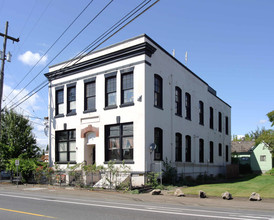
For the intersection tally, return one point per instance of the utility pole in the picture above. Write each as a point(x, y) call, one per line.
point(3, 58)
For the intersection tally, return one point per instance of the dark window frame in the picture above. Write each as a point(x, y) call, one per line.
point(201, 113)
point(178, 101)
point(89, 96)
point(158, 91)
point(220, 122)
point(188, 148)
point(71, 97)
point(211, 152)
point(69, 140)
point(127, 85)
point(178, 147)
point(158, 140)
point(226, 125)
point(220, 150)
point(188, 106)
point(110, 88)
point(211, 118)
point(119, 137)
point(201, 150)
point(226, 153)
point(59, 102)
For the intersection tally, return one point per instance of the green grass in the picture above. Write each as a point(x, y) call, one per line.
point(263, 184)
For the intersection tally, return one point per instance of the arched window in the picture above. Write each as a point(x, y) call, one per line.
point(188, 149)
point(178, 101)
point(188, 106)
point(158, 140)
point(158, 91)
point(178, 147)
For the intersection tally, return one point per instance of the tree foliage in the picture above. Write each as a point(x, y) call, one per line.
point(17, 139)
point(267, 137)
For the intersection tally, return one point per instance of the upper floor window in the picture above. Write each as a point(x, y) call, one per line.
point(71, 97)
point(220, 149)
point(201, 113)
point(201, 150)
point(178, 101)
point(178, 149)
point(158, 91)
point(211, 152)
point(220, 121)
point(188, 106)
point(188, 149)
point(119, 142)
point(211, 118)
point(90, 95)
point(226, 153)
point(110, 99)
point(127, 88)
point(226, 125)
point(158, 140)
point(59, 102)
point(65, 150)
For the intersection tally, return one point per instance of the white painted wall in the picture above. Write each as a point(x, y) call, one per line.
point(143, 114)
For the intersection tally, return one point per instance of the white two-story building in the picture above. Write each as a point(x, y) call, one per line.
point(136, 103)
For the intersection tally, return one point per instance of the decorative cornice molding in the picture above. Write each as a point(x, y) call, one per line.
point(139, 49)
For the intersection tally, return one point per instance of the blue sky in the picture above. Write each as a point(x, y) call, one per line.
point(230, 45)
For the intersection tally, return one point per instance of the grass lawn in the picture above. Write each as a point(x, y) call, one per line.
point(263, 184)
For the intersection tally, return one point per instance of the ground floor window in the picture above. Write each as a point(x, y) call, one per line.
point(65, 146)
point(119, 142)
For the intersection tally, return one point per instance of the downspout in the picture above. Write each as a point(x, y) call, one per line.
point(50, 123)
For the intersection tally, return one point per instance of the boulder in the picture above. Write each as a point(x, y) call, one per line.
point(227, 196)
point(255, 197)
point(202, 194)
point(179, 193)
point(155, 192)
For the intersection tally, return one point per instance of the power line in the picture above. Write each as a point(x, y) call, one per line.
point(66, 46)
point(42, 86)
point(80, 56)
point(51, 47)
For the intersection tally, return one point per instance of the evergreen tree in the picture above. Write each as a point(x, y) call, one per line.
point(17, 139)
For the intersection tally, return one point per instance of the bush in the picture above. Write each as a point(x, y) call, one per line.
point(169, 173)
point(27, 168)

------------------------------------------------------------

## To do
Copy the lines above exactly, beginning at the line containing "of the evergreen" and stopping at the last line.

## Exercise solution
For the intersection tally, return one point per instance of the evergreen tree in the picture above. Write each as a point(x, y) call, one per line.
point(17, 139)
For the intersection tally, return one point per instance of the bush in the picture above. Write each as a point(x, y) call, one per line.
point(169, 173)
point(27, 168)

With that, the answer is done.